## Activity
From the line that contains "white plastic bag." through the line that contains "marking the bicycle.", output every line of the listing below exactly and leave out all the rest.

## Exercise data

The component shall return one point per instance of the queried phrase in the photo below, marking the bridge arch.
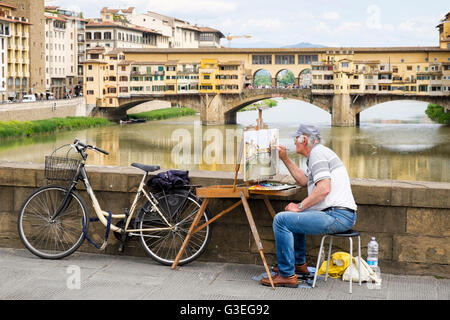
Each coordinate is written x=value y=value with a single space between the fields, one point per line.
x=262 y=78
x=305 y=78
x=285 y=78
x=367 y=102
x=324 y=103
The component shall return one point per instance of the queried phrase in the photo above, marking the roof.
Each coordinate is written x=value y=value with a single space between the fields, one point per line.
x=58 y=17
x=107 y=10
x=285 y=50
x=52 y=8
x=109 y=24
x=3 y=4
x=15 y=20
x=98 y=49
x=208 y=29
x=129 y=10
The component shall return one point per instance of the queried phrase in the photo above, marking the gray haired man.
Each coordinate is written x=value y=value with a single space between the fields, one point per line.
x=329 y=207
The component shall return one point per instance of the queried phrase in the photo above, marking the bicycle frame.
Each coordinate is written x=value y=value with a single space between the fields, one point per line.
x=103 y=215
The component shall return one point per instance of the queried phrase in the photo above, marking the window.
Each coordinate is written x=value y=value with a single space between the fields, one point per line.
x=262 y=59
x=285 y=59
x=307 y=59
x=207 y=36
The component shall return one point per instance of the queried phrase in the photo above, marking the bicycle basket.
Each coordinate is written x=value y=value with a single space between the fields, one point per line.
x=62 y=169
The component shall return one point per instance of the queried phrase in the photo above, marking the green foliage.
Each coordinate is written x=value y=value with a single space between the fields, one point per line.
x=268 y=103
x=162 y=114
x=286 y=78
x=263 y=80
x=30 y=128
x=438 y=114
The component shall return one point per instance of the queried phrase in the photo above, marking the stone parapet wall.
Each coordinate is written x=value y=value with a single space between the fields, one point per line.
x=411 y=220
x=41 y=110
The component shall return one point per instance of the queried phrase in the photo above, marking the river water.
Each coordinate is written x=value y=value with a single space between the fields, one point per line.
x=395 y=141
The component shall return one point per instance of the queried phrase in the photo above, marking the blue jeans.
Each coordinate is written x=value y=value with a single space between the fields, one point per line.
x=290 y=230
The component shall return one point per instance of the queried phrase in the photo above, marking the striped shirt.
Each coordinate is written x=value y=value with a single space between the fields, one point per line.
x=323 y=163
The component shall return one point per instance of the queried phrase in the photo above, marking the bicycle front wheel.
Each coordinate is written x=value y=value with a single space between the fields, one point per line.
x=57 y=238
x=179 y=208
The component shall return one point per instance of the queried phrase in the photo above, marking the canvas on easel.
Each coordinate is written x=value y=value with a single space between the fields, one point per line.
x=260 y=154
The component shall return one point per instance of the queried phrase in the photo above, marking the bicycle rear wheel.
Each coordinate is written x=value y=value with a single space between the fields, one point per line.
x=179 y=208
x=47 y=238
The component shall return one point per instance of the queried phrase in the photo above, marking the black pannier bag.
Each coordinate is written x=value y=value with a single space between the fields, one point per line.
x=169 y=180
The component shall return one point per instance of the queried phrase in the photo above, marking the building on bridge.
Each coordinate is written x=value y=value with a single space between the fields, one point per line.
x=344 y=81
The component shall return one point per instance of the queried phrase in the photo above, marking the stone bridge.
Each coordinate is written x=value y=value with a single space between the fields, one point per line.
x=216 y=109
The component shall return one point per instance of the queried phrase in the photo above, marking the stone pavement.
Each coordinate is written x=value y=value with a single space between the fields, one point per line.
x=96 y=276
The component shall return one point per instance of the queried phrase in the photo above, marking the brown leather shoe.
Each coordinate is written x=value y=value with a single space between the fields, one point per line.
x=279 y=281
x=300 y=270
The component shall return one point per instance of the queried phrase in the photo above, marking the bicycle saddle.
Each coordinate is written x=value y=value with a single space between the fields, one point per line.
x=145 y=167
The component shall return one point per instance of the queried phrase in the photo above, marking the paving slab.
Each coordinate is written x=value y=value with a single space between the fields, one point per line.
x=85 y=276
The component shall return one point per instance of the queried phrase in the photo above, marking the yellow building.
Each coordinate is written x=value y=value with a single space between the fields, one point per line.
x=444 y=32
x=207 y=76
x=15 y=54
x=131 y=72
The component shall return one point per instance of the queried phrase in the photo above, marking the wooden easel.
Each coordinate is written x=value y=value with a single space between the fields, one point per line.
x=238 y=192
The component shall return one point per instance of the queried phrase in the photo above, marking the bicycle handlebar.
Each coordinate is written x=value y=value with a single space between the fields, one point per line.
x=87 y=146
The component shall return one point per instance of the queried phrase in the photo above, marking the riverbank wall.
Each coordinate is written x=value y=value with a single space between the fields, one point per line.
x=46 y=109
x=410 y=220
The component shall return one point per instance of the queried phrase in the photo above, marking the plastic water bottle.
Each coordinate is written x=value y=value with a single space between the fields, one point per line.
x=372 y=254
x=372 y=261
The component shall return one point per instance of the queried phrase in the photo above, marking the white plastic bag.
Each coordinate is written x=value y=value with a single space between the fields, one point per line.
x=367 y=274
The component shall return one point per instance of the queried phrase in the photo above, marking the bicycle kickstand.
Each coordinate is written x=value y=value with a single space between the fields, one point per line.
x=124 y=236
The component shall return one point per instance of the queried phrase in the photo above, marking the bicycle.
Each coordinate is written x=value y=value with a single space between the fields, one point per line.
x=53 y=221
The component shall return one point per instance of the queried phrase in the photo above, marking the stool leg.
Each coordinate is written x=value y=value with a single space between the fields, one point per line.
x=359 y=259
x=318 y=260
x=329 y=256
x=351 y=262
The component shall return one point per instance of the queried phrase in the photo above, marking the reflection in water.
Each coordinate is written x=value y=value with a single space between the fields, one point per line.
x=413 y=149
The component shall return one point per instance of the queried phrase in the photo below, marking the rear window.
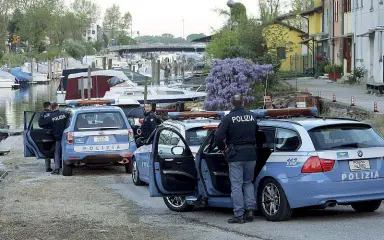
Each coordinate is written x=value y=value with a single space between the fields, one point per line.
x=99 y=121
x=196 y=136
x=345 y=136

## Result of the exercise
The component shall return one point per instance of the queried phrase in the photo above, marking the white plastic bag.
Each coordinate is written x=value y=value with a single space between the fields, one point per line.
x=367 y=274
The component shall return one point per instance of the queried phrase in the photo above, marking the bicycle kickstand.
Each coordinate is written x=value y=value with a single space between the fields, one point per line.
x=124 y=236
The component shall return one point per instance of the queried phrase in the photo above, marking the bicycle.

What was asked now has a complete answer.